### What is expected:
Wherever the string "insert" shows up in the data below, copy the whole line.

(Provided entries Opens)

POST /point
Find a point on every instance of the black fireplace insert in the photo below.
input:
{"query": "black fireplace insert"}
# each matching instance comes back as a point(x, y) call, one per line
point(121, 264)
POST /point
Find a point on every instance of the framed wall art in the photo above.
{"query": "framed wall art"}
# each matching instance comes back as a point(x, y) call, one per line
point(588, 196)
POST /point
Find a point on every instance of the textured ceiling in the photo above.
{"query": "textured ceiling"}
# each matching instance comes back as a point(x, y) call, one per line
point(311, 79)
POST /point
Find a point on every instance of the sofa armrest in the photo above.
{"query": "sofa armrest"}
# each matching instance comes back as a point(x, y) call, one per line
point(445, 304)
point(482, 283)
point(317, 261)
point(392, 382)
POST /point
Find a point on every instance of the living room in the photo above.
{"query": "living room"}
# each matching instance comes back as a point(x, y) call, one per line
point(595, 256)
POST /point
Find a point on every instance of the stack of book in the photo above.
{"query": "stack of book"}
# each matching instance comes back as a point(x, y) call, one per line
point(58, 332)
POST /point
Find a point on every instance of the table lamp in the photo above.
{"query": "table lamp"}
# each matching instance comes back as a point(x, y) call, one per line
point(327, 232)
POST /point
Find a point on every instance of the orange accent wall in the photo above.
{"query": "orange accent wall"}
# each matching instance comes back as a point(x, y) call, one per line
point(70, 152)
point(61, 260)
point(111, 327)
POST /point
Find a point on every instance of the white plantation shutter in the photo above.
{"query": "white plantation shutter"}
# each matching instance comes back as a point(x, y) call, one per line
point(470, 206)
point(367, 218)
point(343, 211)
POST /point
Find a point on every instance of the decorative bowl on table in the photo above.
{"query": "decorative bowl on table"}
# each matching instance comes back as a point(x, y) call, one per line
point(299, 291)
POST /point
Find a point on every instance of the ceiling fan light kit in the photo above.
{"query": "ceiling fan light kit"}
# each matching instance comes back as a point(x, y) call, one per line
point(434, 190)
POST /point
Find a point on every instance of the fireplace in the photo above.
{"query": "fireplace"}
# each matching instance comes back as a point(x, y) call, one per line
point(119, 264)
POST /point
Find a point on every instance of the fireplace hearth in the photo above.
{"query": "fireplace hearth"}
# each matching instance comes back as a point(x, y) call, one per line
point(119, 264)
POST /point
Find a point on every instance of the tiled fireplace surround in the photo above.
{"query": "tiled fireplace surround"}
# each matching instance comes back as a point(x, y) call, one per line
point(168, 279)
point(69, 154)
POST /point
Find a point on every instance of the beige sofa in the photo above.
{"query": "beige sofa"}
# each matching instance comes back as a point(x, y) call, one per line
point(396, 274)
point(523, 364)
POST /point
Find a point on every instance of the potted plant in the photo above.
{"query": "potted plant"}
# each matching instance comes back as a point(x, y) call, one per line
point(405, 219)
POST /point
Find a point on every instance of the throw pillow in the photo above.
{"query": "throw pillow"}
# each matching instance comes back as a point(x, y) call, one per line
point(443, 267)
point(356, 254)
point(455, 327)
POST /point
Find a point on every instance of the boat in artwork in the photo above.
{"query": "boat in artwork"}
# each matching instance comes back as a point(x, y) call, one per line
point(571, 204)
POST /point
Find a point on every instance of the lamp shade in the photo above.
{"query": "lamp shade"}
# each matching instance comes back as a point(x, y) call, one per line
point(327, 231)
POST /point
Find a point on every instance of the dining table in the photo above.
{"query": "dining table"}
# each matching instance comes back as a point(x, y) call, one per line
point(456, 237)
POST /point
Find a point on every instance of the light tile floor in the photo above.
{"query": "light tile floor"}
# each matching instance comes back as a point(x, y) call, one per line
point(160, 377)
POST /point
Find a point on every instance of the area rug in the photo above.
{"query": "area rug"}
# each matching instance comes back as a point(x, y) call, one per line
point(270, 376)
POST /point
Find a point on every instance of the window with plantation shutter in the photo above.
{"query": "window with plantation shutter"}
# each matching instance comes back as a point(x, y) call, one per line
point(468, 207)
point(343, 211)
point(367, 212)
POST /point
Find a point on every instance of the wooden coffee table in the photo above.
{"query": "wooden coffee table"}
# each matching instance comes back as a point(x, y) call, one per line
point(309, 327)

(Provided entries Closes)

### Reply to the exercise:
Find a point on every instance of the black fireplace insert in the photo below.
{"query": "black fireplace insert"}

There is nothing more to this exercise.